Problems and tasks:
(a) Answer these questions from the passage on UK television viewing, one answer per line, each marked with the same numeral as its question.
(i) How many hours of programming did Amazon Prime's catalogue offer?
(ii) What share of UK homes had an online video subscription, according to Ofcom?
(iii) How much estimated annual revenue did subscription online video services bring in?
(b) Summarize the passage on UK television viewing in two sentences.
(c) From the passage on UK television viewing, copy everything from "Ofcom reports that" down to "in five years.".

Selection:

■ ■ ■ ■ ■ ■ ■

Adults spent almost three and a half hours a day watching broadcast programming, of which half an hour was recorded playback and just 12 minutes was broadcaster video on demand. They spent an average of an hour and five minutes a day watching subscription video services.
Those aged 16-34 watched slightly less television and video, at five hours and 16 minutes a day, of which just under a third or one hour 42 minutes was spent watching broadcast programming, including 26 minutes recorded playback and just 11 minutes watching broadcaster video on demand.
Viewing of subscription video services almost doubled in 2020, from 12% of total video viewing to 19%.
Ofcom reports that six out of ten homes in the United Kingdom had an online video subscription, compared to half of homes a year previously. That was higher than take up of television subscriptions, which just under half of households have in the United Kingdom.
The combined catalogues of online video subscription services offered a total of 115,000 hours of programming, led by Amazon Prime with 41,000 hours and Netflix at 38,000 hours. The combined catalogues of the BBC iPlayer, ITV Hub, All4 and My5 offered 37,000 hours, although they had much more programming produced in the United Kingdom than the global players.
Nearly half of adults in the United Kingdom considered online viewing to be their main way of watching television and four out of ten subscribers to online video services said they could not envisage watching broadcast television at all in five years.
Estimated annual revenue from subscription online video services passed £2.1 billion, up by 28% on the previous year, with Netflix taking over half of that. In comparison, platform operators like Sky still took an estimated £6.2 billion in television revenues.
The annual Media Nations report is available from the Ofcom web site and provides a wealth of data on viewing trends.

■ ■ ■ ■ ■ ■ ■

Supplied material:
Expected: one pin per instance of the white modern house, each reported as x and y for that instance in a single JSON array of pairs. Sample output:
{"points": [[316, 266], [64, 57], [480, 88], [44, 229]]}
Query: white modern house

■ ■ ■ ■ ■ ■ ■

Results of the exercise:
(a)
(i) 41,000 hours
(ii) Six out of ten homes
(iii) More than £2.1 billion

(b) Viewing of subscription video services nearly doubled in 2020, and six in ten UK homes now had an online video subscription, more than took television subscriptions. Annual revenue from these services passed £2.1 billion, though platform operators like Sky still took an estimated £6.2 billion, and nearly half of adults considered online viewing their main way of watching television.

(c)
Ofcom reports that six out of ten homes in the United Kingdom had an online video subscription, compared to half of homes a year previously. That was higher than take up of television subscriptions, which just under half of households have in the United Kingdom.
The combined catalogues of online video subscription services offered a total of 115,000 hours of programming, led by Amazon Prime with 41,000 hours and Netflix at 38,000 hours. The combined catalogues of the BBC iPlayer, ITV Hub, All4 and My5 offered 37,000 hours, although they had much more programming produced in the United Kingdom than the global players.
Nearly half of adults in the United Kingdom considered online viewing to be their main way of watching television and four out of ten subscribers to online video services said they could not envisage watching broadcast television at all in five years.